=== Article ===

Note from Lukas: One of the few criticisms of FSM (the magazine, not this site) this year is that we haven't had enough reviews. That's because we haven't had time to write them! Rest assured that, as you read this, Jeff Bond and I are sorting through piles of CDs to get everything covered.

In the meantime, there are a handful of CDs where we ended up with multiple reviews. Below are two duplicates which we did not have the chance to run in FSM:

Alex North: The Bad Seed, Spartacus, A Streetcar Named Desire ****

Eric Stern conducts the London Symphony Orchestra

Nonesuch Film Series 79446. 17 tracks - 51:59.

Review by Christopher Walsh

As part of Nonesuch Records' recent entry into film music rerecordings, this CD highlighting Alex North's inestimable career is not quite the sum of its parts, yet still is recommended for its many strong stretches of music. The disc ranges from the effectively jagged (The Bad Seed's dissonant yet jaunty main theme) to the glowingly direct (the love theme in Spartacus), spotlighting his famous use of jazz in the process.

The most interesting stretch is an 11-minute suite from The Bad Seed, musically depicting the overall mood ("Main Title"), the seeming innocence of Patty McCormack ("Our Baby"), the revelation of nastiness ("Confession/Details") and the finale ("At It Again"). The suite is both witty, in its use of "Au clair de la lune," and archival in that the score has never been properly presented on CD. Following a cue from The Misfits that is so quiet you have to listen carefully to hear its development ("Gay and Roselyn," for the blossoming relationship between Clark Gable and Marilyn Monroe) is one of North's personal favorite cues, the rhythmic "Gathering of Forces" from Viva Zapata! The piece's appeal is obvious, and is the first big statement of pure, happy emotion on the disc; I also don't think this cue has made it onto a CD before, either. 13 minutes from A Streetcar Named Desire follow; I am not really qualified to evaluate this score or its various re-recordings, so I suggest referring to Ross Care's article (FSM 65/66/67, Winter 1996, see backissue information) for more details. Still, the performance is consistently strong, whether in the forceful "Main Title," the strutting cues "Four Deuces" and "New Orleans Street," the quieter pieces "Blanche" and "Belle Reve," and the unexpected twists of "Mania."

=== Material for the task ===

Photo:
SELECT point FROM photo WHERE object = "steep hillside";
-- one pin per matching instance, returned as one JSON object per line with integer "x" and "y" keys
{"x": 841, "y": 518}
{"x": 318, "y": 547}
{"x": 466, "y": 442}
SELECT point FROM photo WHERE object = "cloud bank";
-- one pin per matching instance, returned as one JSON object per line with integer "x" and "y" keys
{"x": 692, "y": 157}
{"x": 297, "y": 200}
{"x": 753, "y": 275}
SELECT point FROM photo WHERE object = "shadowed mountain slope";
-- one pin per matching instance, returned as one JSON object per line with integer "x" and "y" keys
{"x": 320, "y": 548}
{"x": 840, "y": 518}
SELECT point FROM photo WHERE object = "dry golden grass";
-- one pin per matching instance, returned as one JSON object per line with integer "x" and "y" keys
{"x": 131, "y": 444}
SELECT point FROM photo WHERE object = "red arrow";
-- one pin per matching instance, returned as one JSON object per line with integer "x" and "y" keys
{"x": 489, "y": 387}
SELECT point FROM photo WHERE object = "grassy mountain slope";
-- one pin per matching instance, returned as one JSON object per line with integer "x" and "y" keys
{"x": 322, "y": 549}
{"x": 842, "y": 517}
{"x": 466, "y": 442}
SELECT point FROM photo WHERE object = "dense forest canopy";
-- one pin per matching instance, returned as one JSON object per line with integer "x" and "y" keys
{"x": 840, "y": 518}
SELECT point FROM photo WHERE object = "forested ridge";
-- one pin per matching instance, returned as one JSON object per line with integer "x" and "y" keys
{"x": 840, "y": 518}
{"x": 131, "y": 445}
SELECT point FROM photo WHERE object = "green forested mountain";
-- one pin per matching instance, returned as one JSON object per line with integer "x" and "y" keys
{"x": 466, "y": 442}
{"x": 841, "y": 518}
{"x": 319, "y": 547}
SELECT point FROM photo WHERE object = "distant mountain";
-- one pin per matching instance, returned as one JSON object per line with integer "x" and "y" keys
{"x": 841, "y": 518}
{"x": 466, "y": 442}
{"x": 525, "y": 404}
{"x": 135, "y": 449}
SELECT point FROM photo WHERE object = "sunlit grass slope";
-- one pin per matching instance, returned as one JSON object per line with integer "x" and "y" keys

===

What you need to do:
[A] According to the review, how long is the suite from The Bad Seed?
[B] Count the lines in the rows that contain the string "slope", treating uppercase and lowercase as different. Reply with the number only.

Task solutions:
[A] 11 minutes

[B] 3